== What you have to do ==
Update the items from the line containing "point: paved courtyard" through the end of the items, inclusive, by replacing "paved courtyard" with "cobbled courtyard" and leaving all else unchanged. Give back only those lines.

--- START OF Task material ---

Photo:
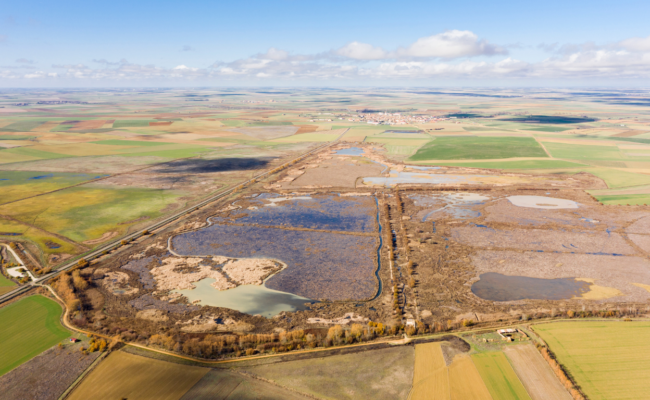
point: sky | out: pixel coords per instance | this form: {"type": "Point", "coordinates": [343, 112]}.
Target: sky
{"type": "Point", "coordinates": [192, 43]}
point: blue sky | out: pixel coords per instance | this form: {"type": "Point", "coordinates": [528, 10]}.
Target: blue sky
{"type": "Point", "coordinates": [287, 42]}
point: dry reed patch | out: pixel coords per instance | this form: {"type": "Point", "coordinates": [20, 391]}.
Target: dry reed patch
{"type": "Point", "coordinates": [127, 376]}
{"type": "Point", "coordinates": [118, 283]}
{"type": "Point", "coordinates": [629, 133]}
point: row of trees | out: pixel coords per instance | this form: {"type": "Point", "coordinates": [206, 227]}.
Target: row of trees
{"type": "Point", "coordinates": [67, 285]}
{"type": "Point", "coordinates": [560, 372]}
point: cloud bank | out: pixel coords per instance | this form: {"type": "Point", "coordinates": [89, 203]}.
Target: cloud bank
{"type": "Point", "coordinates": [453, 54]}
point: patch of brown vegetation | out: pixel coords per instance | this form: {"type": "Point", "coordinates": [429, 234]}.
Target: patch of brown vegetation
{"type": "Point", "coordinates": [106, 236]}
{"type": "Point", "coordinates": [306, 129]}
{"type": "Point", "coordinates": [629, 133]}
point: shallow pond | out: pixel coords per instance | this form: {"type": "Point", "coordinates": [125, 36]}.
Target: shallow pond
{"type": "Point", "coordinates": [320, 265]}
{"type": "Point", "coordinates": [497, 287]}
{"type": "Point", "coordinates": [352, 151]}
{"type": "Point", "coordinates": [333, 212]}
{"type": "Point", "coordinates": [458, 205]}
{"type": "Point", "coordinates": [548, 203]}
{"type": "Point", "coordinates": [396, 177]}
{"type": "Point", "coordinates": [249, 299]}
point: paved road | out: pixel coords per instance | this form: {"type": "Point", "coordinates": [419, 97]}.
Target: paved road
{"type": "Point", "coordinates": [117, 243]}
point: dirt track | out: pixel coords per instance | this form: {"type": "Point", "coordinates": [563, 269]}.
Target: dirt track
{"type": "Point", "coordinates": [535, 373]}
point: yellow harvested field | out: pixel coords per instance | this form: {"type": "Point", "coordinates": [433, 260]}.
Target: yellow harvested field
{"type": "Point", "coordinates": [535, 373]}
{"type": "Point", "coordinates": [126, 376]}
{"type": "Point", "coordinates": [434, 387]}
{"type": "Point", "coordinates": [465, 382]}
{"type": "Point", "coordinates": [597, 292]}
{"type": "Point", "coordinates": [433, 380]}
{"type": "Point", "coordinates": [430, 377]}
{"type": "Point", "coordinates": [579, 141]}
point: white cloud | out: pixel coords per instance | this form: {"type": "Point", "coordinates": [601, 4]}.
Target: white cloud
{"type": "Point", "coordinates": [362, 51]}
{"type": "Point", "coordinates": [274, 54]}
{"type": "Point", "coordinates": [448, 45]}
{"type": "Point", "coordinates": [447, 55]}
{"type": "Point", "coordinates": [636, 44]}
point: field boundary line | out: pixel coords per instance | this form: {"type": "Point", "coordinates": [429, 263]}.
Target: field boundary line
{"type": "Point", "coordinates": [81, 377]}
{"type": "Point", "coordinates": [98, 252]}
{"type": "Point", "coordinates": [271, 382]}
{"type": "Point", "coordinates": [513, 370]}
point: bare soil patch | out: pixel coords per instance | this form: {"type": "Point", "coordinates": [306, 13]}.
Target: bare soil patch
{"type": "Point", "coordinates": [46, 376]}
{"type": "Point", "coordinates": [535, 373]}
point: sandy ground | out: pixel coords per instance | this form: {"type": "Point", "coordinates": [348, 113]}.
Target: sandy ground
{"type": "Point", "coordinates": [178, 273]}
{"type": "Point", "coordinates": [607, 271]}
{"type": "Point", "coordinates": [250, 271]}
{"type": "Point", "coordinates": [544, 240]}
{"type": "Point", "coordinates": [643, 241]}
{"type": "Point", "coordinates": [152, 315]}
{"type": "Point", "coordinates": [642, 225]}
{"type": "Point", "coordinates": [169, 277]}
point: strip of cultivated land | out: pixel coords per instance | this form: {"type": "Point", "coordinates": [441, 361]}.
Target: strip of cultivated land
{"type": "Point", "coordinates": [27, 328]}
{"type": "Point", "coordinates": [608, 359]}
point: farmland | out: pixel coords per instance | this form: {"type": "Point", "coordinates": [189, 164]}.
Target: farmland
{"type": "Point", "coordinates": [138, 377]}
{"type": "Point", "coordinates": [29, 327]}
{"type": "Point", "coordinates": [478, 148]}
{"type": "Point", "coordinates": [604, 366]}
{"type": "Point", "coordinates": [378, 374]}
{"type": "Point", "coordinates": [419, 213]}
{"type": "Point", "coordinates": [499, 377]}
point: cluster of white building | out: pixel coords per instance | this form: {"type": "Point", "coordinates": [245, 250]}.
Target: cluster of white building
{"type": "Point", "coordinates": [396, 119]}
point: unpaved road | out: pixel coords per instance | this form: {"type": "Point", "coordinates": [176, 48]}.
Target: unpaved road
{"type": "Point", "coordinates": [535, 373]}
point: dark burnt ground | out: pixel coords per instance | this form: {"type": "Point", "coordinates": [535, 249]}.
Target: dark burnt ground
{"type": "Point", "coordinates": [202, 166]}
{"type": "Point", "coordinates": [321, 265]}
{"type": "Point", "coordinates": [46, 376]}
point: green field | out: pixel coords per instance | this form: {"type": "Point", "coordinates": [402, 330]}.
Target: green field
{"type": "Point", "coordinates": [29, 327]}
{"type": "Point", "coordinates": [6, 285]}
{"type": "Point", "coordinates": [499, 377]}
{"type": "Point", "coordinates": [608, 359]}
{"type": "Point", "coordinates": [522, 164]}
{"type": "Point", "coordinates": [624, 199]}
{"type": "Point", "coordinates": [132, 123]}
{"type": "Point", "coordinates": [21, 126]}
{"type": "Point", "coordinates": [134, 143]}
{"type": "Point", "coordinates": [19, 154]}
{"type": "Point", "coordinates": [616, 178]}
{"type": "Point", "coordinates": [16, 185]}
{"type": "Point", "coordinates": [583, 152]}
{"type": "Point", "coordinates": [81, 213]}
{"type": "Point", "coordinates": [478, 148]}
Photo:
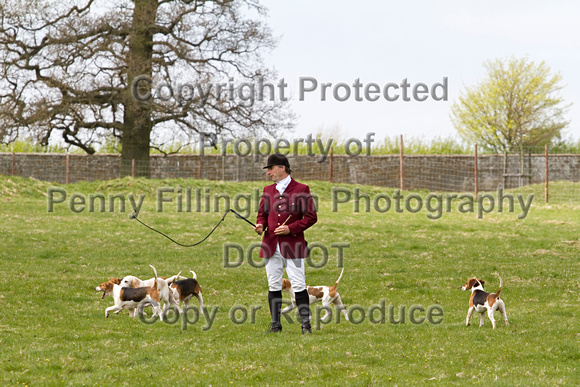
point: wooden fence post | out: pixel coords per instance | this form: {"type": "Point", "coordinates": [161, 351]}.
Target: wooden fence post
{"type": "Point", "coordinates": [546, 189]}
{"type": "Point", "coordinates": [330, 163]}
{"type": "Point", "coordinates": [401, 170]}
{"type": "Point", "coordinates": [67, 168]}
{"type": "Point", "coordinates": [200, 165]}
{"type": "Point", "coordinates": [475, 171]}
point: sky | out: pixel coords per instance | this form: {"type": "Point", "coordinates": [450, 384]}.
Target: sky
{"type": "Point", "coordinates": [382, 42]}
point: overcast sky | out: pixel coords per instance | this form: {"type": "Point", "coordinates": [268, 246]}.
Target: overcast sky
{"type": "Point", "coordinates": [378, 41]}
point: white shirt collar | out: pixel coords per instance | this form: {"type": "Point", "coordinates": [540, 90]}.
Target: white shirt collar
{"type": "Point", "coordinates": [283, 184]}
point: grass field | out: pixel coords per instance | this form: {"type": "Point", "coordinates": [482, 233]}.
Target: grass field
{"type": "Point", "coordinates": [53, 330]}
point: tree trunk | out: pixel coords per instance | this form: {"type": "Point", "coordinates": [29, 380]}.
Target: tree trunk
{"type": "Point", "coordinates": [137, 123]}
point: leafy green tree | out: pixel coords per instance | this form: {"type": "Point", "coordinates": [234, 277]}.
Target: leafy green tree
{"type": "Point", "coordinates": [516, 106]}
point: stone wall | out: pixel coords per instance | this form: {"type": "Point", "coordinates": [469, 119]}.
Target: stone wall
{"type": "Point", "coordinates": [446, 173]}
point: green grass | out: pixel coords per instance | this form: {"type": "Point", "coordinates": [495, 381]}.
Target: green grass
{"type": "Point", "coordinates": [53, 330]}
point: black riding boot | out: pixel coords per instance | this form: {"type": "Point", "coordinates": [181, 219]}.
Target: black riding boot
{"type": "Point", "coordinates": [275, 303]}
{"type": "Point", "coordinates": [303, 305]}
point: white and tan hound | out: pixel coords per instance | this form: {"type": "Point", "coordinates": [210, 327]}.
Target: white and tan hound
{"type": "Point", "coordinates": [481, 301]}
{"type": "Point", "coordinates": [129, 298]}
{"type": "Point", "coordinates": [165, 293]}
{"type": "Point", "coordinates": [328, 295]}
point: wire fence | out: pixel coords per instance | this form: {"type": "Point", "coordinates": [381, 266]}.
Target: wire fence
{"type": "Point", "coordinates": [555, 177]}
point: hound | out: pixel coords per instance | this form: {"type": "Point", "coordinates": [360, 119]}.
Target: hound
{"type": "Point", "coordinates": [165, 294]}
{"type": "Point", "coordinates": [325, 294]}
{"type": "Point", "coordinates": [185, 289]}
{"type": "Point", "coordinates": [129, 298]}
{"type": "Point", "coordinates": [481, 301]}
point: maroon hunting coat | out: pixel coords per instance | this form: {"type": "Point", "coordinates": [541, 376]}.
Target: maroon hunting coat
{"type": "Point", "coordinates": [295, 207]}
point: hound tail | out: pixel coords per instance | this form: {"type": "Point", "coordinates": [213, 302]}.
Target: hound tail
{"type": "Point", "coordinates": [339, 277]}
{"type": "Point", "coordinates": [155, 284]}
{"type": "Point", "coordinates": [500, 285]}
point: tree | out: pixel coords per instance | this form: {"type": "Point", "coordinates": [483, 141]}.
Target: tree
{"type": "Point", "coordinates": [515, 106]}
{"type": "Point", "coordinates": [81, 68]}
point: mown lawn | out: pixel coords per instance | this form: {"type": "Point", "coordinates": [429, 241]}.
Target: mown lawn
{"type": "Point", "coordinates": [53, 330]}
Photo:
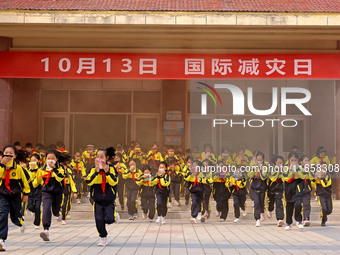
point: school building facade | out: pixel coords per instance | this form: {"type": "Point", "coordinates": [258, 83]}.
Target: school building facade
{"type": "Point", "coordinates": [49, 92]}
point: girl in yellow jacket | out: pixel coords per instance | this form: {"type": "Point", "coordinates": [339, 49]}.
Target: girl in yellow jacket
{"type": "Point", "coordinates": [237, 186]}
{"type": "Point", "coordinates": [34, 198]}
{"type": "Point", "coordinates": [162, 191]}
{"type": "Point", "coordinates": [13, 182]}
{"type": "Point", "coordinates": [324, 192]}
{"type": "Point", "coordinates": [79, 174]}
{"type": "Point", "coordinates": [69, 188]}
{"type": "Point", "coordinates": [196, 178]}
{"type": "Point", "coordinates": [102, 179]}
{"type": "Point", "coordinates": [51, 177]}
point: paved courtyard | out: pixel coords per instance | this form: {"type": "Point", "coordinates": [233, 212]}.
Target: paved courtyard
{"type": "Point", "coordinates": [177, 237]}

--- END OF Task material ---

== Full solution ==
point: cobbled courtyard | out: pixel coords per instance | this form: {"type": "Point", "coordinates": [233, 212]}.
Target: cobbled courtyard
{"type": "Point", "coordinates": [177, 237]}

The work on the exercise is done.